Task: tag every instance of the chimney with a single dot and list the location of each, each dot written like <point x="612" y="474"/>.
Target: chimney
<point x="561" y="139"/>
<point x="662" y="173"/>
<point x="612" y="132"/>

★ ★ ★ ★

- [What to work on]: Reproduce each line of the material above precisely.

- [Exercise solution]:
Task: tag every instance of the chimney with a single dot and list the location of each, each dot written like <point x="612" y="474"/>.
Target: chimney
<point x="561" y="139"/>
<point x="662" y="173"/>
<point x="612" y="132"/>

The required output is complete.